■ EXERCISE AIM ■
The lines to be set down run from the line containing "Per instance of the asphalt" through the final line of the data below; print them exactly and print nothing else.
BEGIN GIVEN RECORDS
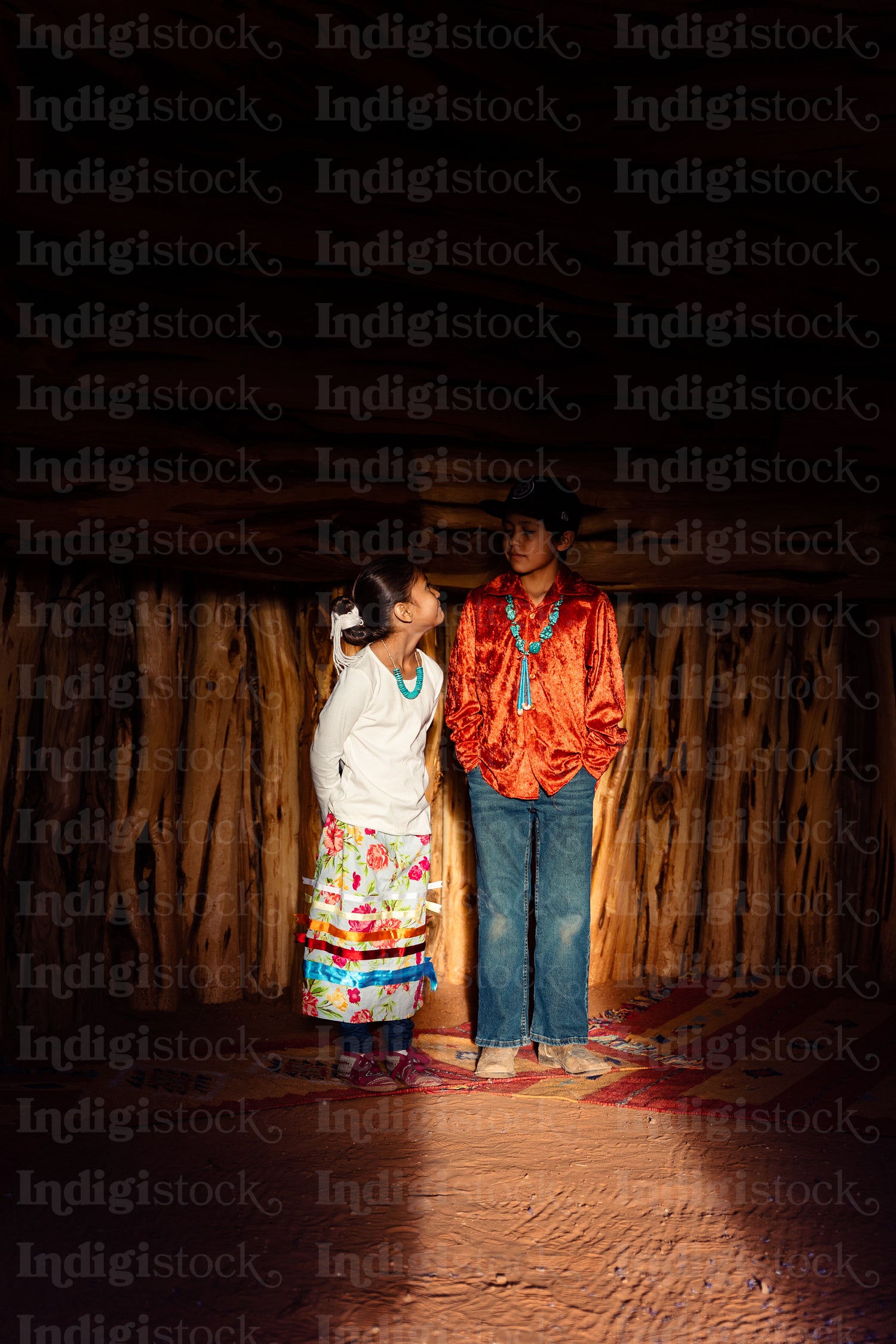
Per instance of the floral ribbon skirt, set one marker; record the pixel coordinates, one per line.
(364, 933)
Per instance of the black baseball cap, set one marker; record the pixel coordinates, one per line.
(544, 498)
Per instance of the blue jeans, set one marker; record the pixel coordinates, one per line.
(505, 829)
(357, 1038)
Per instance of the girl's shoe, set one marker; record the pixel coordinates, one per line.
(409, 1069)
(364, 1072)
(574, 1060)
(496, 1062)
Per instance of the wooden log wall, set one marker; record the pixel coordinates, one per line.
(159, 815)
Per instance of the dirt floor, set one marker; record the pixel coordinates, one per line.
(465, 1218)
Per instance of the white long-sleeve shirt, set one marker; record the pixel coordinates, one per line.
(378, 737)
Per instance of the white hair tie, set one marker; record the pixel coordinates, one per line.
(340, 621)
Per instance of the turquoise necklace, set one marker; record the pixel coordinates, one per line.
(524, 695)
(400, 679)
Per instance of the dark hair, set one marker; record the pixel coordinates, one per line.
(375, 592)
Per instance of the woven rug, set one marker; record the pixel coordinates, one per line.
(702, 1050)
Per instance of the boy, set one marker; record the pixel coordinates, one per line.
(535, 702)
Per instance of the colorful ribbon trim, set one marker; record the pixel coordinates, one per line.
(369, 934)
(357, 955)
(362, 979)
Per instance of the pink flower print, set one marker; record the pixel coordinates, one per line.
(333, 835)
(376, 857)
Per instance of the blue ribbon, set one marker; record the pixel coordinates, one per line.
(524, 695)
(363, 979)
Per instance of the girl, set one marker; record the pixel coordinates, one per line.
(366, 928)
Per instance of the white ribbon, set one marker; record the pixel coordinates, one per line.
(339, 622)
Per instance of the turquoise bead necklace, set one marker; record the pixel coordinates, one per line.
(400, 679)
(524, 694)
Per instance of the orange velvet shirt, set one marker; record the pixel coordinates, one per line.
(578, 695)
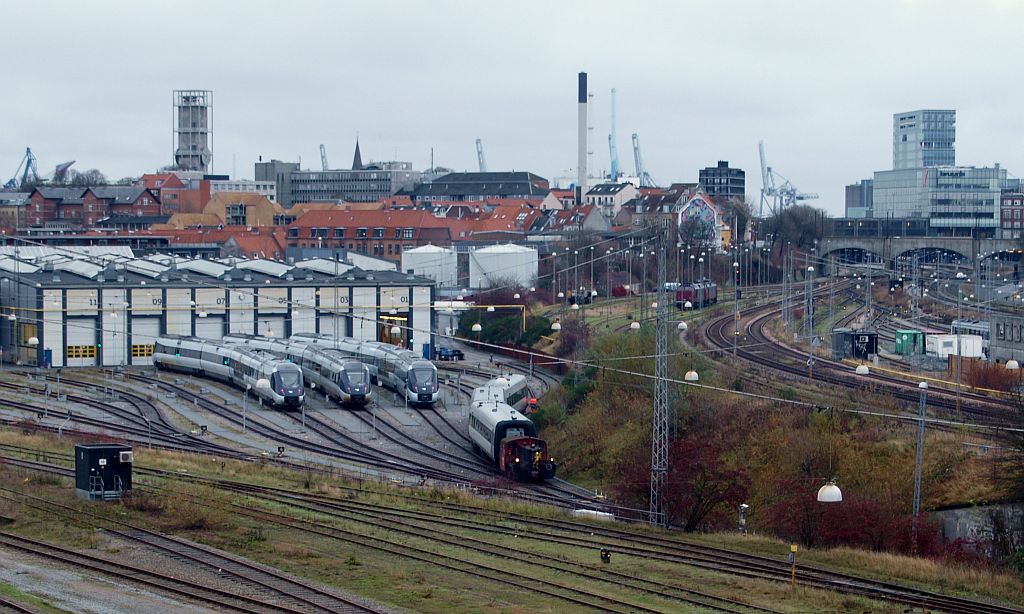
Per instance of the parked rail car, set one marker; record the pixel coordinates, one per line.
(244, 367)
(699, 294)
(509, 440)
(342, 379)
(511, 390)
(401, 370)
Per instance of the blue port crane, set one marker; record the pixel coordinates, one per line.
(29, 164)
(645, 179)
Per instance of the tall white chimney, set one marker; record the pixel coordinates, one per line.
(582, 162)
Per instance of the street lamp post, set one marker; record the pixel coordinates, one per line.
(918, 462)
(960, 317)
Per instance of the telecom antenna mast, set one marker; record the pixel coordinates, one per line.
(479, 157)
(645, 178)
(612, 149)
(659, 422)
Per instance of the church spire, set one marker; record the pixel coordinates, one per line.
(356, 160)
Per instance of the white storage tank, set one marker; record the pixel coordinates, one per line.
(440, 264)
(943, 346)
(487, 266)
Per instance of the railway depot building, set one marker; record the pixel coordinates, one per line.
(104, 307)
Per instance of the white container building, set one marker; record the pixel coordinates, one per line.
(943, 346)
(497, 264)
(437, 263)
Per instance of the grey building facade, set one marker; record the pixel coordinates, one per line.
(723, 182)
(281, 173)
(859, 202)
(373, 182)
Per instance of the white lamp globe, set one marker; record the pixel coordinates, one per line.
(829, 493)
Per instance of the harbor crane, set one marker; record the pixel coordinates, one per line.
(776, 190)
(479, 157)
(612, 149)
(645, 179)
(29, 164)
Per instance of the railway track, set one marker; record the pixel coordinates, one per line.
(448, 524)
(767, 352)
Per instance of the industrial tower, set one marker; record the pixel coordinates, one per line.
(193, 130)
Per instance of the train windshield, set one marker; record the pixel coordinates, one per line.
(355, 377)
(421, 376)
(290, 379)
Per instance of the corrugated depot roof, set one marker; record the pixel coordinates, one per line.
(323, 265)
(16, 266)
(80, 268)
(267, 267)
(204, 267)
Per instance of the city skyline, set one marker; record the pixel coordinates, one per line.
(819, 89)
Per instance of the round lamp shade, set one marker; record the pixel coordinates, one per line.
(829, 493)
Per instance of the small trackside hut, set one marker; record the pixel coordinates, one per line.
(102, 471)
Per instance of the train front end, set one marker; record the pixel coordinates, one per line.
(526, 459)
(421, 384)
(354, 384)
(287, 386)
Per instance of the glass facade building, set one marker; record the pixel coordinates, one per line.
(924, 138)
(955, 201)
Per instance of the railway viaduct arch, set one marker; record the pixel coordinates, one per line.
(888, 249)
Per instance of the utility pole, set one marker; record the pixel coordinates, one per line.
(659, 424)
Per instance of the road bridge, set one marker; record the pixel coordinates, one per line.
(965, 250)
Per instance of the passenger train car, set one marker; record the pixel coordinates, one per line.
(699, 295)
(507, 437)
(341, 378)
(511, 390)
(270, 379)
(396, 368)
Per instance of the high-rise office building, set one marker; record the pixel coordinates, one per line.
(924, 138)
(723, 182)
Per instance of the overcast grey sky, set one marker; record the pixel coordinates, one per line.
(698, 80)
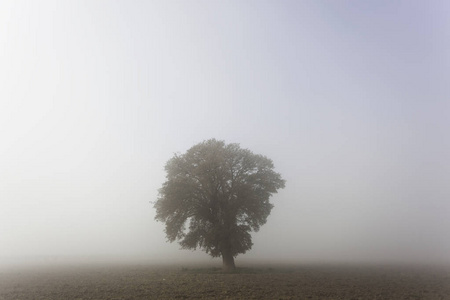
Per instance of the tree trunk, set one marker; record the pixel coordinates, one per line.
(228, 261)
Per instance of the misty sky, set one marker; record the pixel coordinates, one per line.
(350, 99)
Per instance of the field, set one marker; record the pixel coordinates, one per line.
(120, 281)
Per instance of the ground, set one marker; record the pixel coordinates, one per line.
(120, 281)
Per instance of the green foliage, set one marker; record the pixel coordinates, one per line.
(220, 193)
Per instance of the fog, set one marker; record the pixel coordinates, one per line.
(349, 99)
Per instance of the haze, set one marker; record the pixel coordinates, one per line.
(349, 99)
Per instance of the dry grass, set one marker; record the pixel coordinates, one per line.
(251, 282)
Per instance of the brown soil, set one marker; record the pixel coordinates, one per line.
(299, 282)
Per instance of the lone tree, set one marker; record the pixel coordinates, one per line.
(222, 192)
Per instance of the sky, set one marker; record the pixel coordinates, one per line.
(350, 99)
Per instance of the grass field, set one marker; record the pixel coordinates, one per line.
(141, 281)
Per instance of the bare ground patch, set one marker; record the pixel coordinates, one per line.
(253, 282)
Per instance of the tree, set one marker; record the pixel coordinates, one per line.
(222, 193)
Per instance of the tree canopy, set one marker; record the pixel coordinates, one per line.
(214, 196)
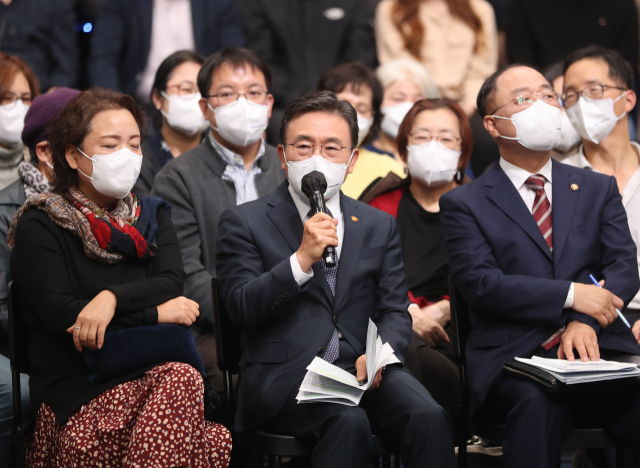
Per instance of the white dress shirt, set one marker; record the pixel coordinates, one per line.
(171, 30)
(518, 177)
(303, 206)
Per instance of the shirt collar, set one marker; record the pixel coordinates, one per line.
(232, 158)
(303, 206)
(519, 176)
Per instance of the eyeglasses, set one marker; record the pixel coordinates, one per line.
(303, 149)
(258, 96)
(592, 92)
(527, 99)
(185, 90)
(10, 99)
(423, 137)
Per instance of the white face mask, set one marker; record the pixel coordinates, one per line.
(392, 117)
(432, 163)
(537, 127)
(12, 123)
(184, 115)
(241, 123)
(114, 174)
(333, 172)
(364, 125)
(569, 137)
(594, 119)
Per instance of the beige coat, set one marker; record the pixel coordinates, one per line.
(447, 50)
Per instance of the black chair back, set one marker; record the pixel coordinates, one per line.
(228, 344)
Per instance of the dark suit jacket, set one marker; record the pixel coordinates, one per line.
(193, 185)
(302, 39)
(283, 325)
(515, 287)
(122, 38)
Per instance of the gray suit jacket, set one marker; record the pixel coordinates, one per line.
(193, 185)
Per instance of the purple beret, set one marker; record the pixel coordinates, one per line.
(42, 111)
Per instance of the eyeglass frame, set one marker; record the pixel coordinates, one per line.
(18, 98)
(537, 93)
(284, 145)
(208, 96)
(604, 87)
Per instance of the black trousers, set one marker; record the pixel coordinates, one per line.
(537, 421)
(401, 411)
(435, 369)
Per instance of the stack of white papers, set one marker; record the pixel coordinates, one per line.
(326, 383)
(574, 372)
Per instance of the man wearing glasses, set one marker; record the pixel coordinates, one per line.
(598, 97)
(293, 307)
(522, 241)
(233, 165)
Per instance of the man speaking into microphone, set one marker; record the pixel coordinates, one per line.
(292, 305)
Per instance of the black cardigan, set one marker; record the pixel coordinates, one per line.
(56, 280)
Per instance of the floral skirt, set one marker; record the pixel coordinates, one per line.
(154, 421)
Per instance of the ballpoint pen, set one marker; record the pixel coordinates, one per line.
(619, 313)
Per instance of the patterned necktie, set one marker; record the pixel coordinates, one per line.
(333, 348)
(541, 207)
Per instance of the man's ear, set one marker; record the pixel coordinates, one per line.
(490, 125)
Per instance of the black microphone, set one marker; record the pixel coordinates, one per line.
(313, 186)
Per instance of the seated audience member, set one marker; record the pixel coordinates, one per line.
(357, 84)
(522, 241)
(233, 165)
(457, 42)
(34, 179)
(598, 96)
(178, 120)
(569, 137)
(327, 32)
(42, 33)
(18, 87)
(405, 82)
(540, 40)
(74, 284)
(436, 143)
(291, 307)
(131, 39)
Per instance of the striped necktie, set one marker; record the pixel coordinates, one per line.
(541, 207)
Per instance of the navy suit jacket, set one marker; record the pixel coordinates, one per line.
(514, 286)
(122, 38)
(283, 324)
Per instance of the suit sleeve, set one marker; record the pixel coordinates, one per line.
(107, 46)
(392, 299)
(170, 186)
(484, 286)
(251, 294)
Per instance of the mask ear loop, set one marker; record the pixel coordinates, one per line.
(514, 124)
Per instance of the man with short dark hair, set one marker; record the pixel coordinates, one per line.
(522, 241)
(233, 165)
(598, 96)
(292, 307)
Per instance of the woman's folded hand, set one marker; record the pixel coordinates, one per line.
(92, 321)
(181, 311)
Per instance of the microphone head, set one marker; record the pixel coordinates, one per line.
(314, 181)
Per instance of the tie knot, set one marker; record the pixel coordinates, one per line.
(536, 182)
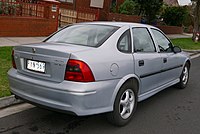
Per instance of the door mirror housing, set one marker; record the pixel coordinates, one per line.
(177, 49)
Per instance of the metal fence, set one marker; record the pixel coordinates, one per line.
(21, 8)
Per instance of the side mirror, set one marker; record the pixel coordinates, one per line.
(177, 49)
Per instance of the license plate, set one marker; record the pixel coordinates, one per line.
(37, 66)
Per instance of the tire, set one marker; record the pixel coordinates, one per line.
(124, 106)
(184, 78)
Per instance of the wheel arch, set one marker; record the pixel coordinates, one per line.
(130, 77)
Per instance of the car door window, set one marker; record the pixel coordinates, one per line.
(142, 40)
(163, 43)
(124, 43)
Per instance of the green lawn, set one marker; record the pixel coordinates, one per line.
(5, 65)
(186, 43)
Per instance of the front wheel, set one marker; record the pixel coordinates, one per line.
(184, 77)
(124, 106)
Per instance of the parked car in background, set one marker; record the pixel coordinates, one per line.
(98, 67)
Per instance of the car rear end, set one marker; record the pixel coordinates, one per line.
(45, 74)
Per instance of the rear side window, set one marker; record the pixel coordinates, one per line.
(163, 43)
(142, 40)
(87, 35)
(124, 43)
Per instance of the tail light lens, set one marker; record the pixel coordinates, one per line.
(78, 71)
(13, 60)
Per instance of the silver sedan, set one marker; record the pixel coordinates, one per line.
(98, 67)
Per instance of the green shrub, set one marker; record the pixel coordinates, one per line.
(175, 16)
(128, 7)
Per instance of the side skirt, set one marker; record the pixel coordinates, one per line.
(156, 90)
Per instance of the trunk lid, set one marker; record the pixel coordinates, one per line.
(54, 57)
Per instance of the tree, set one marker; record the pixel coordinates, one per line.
(196, 4)
(175, 16)
(150, 8)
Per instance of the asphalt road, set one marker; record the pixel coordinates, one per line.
(171, 111)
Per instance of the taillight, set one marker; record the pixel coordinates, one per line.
(13, 60)
(78, 71)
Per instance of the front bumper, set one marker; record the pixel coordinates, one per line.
(79, 98)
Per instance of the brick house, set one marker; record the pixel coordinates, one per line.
(81, 4)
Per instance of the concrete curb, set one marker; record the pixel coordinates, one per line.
(8, 101)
END GIVEN RECORDS
■ TASK ANSWER ■
Per instance of the asphalt road, set one marker; record the pixel coordinates, one per line.
(171, 111)
Per instance of the taillight, set one marker; record the pixel coordinates, one per line.
(13, 60)
(78, 71)
Per instance of the front bumper, set one marker; record the pixel coordinates, one per line.
(79, 98)
Per instance of the brick house, set one marker; record the pixel coordinates, one per line.
(81, 4)
Per instance of the concrete curb, set one marker; record the pixel coordinates, one per line.
(8, 101)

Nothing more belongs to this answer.